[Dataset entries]
========================================================================

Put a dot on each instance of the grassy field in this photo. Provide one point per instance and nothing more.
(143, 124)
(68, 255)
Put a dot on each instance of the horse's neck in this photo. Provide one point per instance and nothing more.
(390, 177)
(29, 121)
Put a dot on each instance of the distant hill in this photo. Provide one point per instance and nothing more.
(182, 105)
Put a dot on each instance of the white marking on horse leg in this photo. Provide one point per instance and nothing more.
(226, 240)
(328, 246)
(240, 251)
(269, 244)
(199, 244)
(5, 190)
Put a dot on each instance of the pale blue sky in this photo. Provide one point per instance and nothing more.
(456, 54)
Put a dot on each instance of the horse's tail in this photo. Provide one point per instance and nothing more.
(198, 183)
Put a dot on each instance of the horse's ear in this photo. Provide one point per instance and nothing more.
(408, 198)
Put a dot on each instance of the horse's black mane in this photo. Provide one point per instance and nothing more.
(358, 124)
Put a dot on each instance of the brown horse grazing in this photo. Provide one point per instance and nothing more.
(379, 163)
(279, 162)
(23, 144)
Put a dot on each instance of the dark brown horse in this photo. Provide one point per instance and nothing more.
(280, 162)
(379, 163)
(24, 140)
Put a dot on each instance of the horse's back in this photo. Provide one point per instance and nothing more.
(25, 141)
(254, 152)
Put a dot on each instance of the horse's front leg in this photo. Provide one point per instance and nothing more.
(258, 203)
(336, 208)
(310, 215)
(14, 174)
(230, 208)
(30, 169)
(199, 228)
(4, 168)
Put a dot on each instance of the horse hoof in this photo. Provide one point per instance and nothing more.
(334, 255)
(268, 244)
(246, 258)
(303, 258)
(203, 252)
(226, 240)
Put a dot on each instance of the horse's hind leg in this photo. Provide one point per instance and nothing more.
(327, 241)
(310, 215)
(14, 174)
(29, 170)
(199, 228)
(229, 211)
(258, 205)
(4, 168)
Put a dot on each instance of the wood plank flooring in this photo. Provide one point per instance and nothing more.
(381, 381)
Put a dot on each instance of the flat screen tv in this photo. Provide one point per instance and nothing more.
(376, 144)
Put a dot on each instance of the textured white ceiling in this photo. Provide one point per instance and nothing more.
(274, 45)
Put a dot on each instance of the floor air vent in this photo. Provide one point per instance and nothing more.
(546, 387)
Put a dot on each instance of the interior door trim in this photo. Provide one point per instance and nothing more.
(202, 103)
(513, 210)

========================================================================

## WHAT IS EXPECTED:
Recast the stretch of records from the line containing "Put a dot on each instance of the horse hoof" through the end of the records as a two-column CSV with the header text,answer. Give one row per record, with each field enclosed in double quotes and every line break inside a field replaced by a space.

## WRITTEN REPLY:
text,answer
"Put a dot on each instance of the horse hoof in this photo. Provide one point per instance and nothing more.","(334, 255) (268, 244) (246, 258) (303, 258) (203, 252) (226, 240)"
"Put a dot on each instance of the horse's hind leg in this photo. Provide one point per instance and nothing more.","(327, 241) (310, 215) (14, 174) (29, 170) (199, 228) (229, 211) (258, 205) (4, 168)"
"Put a dot on each instance of the wood plank flooring in this photo. Provide one point per instance and nothing more.","(381, 381)"
"Put a dot on each instance of the flat screen tv in this photo. Provide one point per instance and nothing more.","(376, 144)"
"Put a dot on each instance of the textured white ceiling in this photo. Provide one point per instance and nothing more.","(274, 45)"
"Put a dot on each instance of the floor air vent in this photo. Provide one point per instance and nothing more.","(546, 387)"
"Put a dot on each instance of the interior door trim in this photo. Provide one point per instance and nothing more.","(202, 103) (513, 210)"